Record excerpts:

-=-=-

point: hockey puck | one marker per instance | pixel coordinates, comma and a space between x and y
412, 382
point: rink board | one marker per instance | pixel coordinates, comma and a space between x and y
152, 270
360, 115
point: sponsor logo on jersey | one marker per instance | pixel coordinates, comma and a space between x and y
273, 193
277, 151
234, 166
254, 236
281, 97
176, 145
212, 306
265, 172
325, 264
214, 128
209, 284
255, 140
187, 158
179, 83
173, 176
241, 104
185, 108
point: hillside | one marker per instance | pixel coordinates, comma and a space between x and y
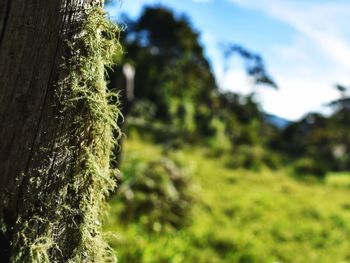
242, 216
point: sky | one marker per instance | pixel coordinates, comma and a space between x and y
305, 45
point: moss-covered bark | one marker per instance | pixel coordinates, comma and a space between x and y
57, 126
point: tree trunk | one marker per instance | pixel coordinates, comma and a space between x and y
54, 145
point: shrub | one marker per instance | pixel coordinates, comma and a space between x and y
309, 166
156, 194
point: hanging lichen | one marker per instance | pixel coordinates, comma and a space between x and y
79, 205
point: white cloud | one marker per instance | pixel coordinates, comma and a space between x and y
318, 57
202, 1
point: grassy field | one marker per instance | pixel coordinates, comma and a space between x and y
243, 216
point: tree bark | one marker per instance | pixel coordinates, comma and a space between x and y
37, 163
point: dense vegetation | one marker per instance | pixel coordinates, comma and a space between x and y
207, 176
176, 95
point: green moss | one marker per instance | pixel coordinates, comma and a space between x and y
94, 134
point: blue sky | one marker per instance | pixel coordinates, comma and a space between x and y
305, 44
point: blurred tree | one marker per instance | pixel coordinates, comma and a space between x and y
54, 167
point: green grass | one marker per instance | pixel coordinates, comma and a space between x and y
243, 216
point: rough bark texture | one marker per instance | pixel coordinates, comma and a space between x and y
36, 157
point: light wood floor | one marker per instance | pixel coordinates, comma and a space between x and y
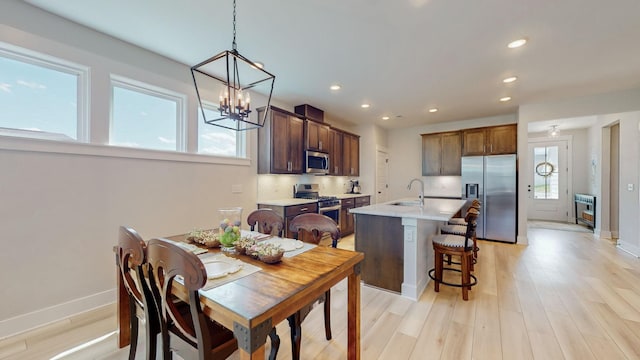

-=-=-

Switch every occurrence of "pixel coordinates" in the listing above to "image coordinates" and reproduce the whole listing otherwise unchanged, leaving out the pictures.

Expected answer:
point: hockey puck | one marker per instance | image coordinates, comma and a space between x and y
412, 382
point: rink board | one marker per instance | image coordinates, comma and a space between x and y
152, 270
360, 115
point: sponsor logo on jersey | one marker per instance | image coordinates, comma and a space between x and y
273, 193
277, 151
234, 166
254, 236
281, 97
176, 145
212, 306
265, 172
325, 264
214, 128
209, 284
255, 140
187, 158
179, 83
173, 176
241, 104
185, 108
point: hillside | one marker per instance | image coordinates, comma and a space between x and y
242, 216
point: sky | one marker per instance | image coordinates, comma and a space between x and y
305, 45
point: moss-covered bark | one marker per instance | image coordinates, comma and a space between x and y
57, 126
point: tree trunk | one marker per instance | image coordinates, comma and a space between x and y
54, 145
point: shrub | one marker per instance | image coordinates, comma and a space between x and y
309, 166
156, 194
point: hanging lichen | one marker per instance | image coordinates, comma and a space between x and y
79, 205
point: white cloud | one marker per instance | image coordinates, comma and a space between x and y
318, 57
202, 1
point: grassy field | one marker per instance | image coordinates, comma and a space between x and y
243, 216
point: tree bark | one marker per instance | image coordinates, comma and a space between x and y
37, 163
point: dense vegetation | one marker per instance | image coordinates, comma and a space between x and y
207, 176
176, 95
point: green moss | one marker per instance | image coordinates, comma and a space between x and y
94, 134
point: blue sky | one marker per instance | image coordinates, comma and a space between x and y
305, 44
point: blurred tree | one marker per instance | image coordinates, comma and a space between x and y
54, 167
point: green grass | one marker per instance | image coordinates, comma and a space between x and y
243, 216
point: rough bark texture | one marker per instance | image coordinates, comma and a space between x and y
36, 157
point: light wood floor | one marker per instance | image coordinates, comma and a space between x and y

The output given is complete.